------ PASSAGE TO READ

- Stein Mart's first quarter showed the strains of the COVID-19 crisis as losses hit $65.7 million, compared to net income of $4 million in the same period last year.
- All of the discounter's stores reopened by mid-June. CEO Hunt Hawkins said in a press release that sales have exceeded expectations and traffic has steadily increased. However, he added that they remain below last year's figures and the company "expect[s] it will take some time" for sales to recover.
- With Stein Mart's credit facility under a "strain," the retailer borrowed $10 million under the federal Paycheck Protection Program to boost liquidity.
While traffic is increasing to Stein Mart after stores reopened, the company said that "COVID-19 is continuing to have a negative effect on the Company's business as a result of lower in-store traffic."
With sales down, the company is leaning on its credit line, like many retailers have since closing their footprints in response to the pandemic. At the end of its first quarter ended May 2, Stein Mart had just $22.4 million available on its credit facility when last year at the same time it had more than $100 million.

------------
------ SUPPLIED MATERIAL

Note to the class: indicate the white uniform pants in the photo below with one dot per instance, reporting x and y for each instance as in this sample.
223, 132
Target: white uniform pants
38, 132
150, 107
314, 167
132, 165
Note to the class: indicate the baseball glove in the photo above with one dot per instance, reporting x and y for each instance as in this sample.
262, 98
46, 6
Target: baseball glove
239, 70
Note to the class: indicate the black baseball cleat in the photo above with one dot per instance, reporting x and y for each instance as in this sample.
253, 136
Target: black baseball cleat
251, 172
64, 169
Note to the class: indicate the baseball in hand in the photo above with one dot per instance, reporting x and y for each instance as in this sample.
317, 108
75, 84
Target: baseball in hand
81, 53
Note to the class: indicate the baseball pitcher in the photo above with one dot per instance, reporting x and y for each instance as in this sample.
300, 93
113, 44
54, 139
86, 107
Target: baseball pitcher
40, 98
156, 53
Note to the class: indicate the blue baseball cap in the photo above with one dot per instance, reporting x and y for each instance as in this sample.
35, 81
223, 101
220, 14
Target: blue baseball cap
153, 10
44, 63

------------
------ SUPPLIED MATERIAL

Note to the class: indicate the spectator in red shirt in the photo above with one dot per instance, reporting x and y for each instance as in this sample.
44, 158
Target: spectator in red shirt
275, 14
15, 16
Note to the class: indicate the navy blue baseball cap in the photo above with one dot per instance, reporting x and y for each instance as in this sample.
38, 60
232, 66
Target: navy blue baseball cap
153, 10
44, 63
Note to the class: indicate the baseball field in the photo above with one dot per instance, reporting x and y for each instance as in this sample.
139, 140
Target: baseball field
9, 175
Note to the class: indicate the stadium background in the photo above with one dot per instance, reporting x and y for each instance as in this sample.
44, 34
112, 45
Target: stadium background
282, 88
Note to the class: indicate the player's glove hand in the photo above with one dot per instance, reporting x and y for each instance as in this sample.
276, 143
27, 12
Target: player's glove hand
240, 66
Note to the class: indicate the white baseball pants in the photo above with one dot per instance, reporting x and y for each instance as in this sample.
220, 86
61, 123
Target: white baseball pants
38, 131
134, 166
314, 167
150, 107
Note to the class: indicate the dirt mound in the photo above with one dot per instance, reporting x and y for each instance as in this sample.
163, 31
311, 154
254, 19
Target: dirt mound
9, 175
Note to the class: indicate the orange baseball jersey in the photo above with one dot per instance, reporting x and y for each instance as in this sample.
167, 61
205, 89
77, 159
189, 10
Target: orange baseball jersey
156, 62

------------
------ SUPPLIED MATERIAL

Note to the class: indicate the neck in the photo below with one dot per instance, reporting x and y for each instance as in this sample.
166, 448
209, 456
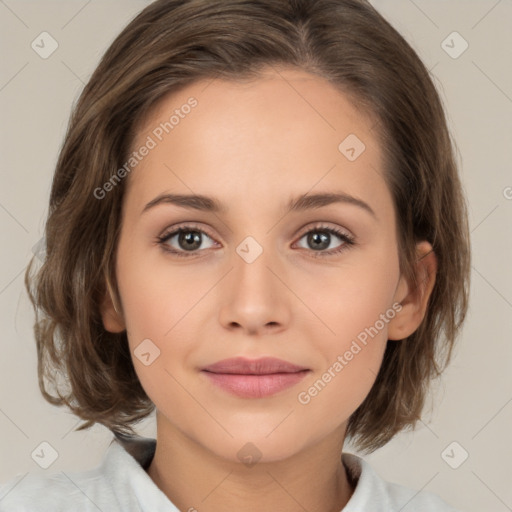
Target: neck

------------

**WHAT THIS TASK INVOLVES:**
Answer these questions from the text on Stein Mart's first quarter:
1. By what point had all of Stein Mart's stores reopened?
2. How much did the retailer borrow under the federal Paycheck Protection Program?
3. How much was available on its credit facility at the end of the first quarter?
Use only the text about Stein Mart to answer.

**EXERCISE RESPONSE:**
1. By mid-June.
2. $10 million.
3. $22.4 million.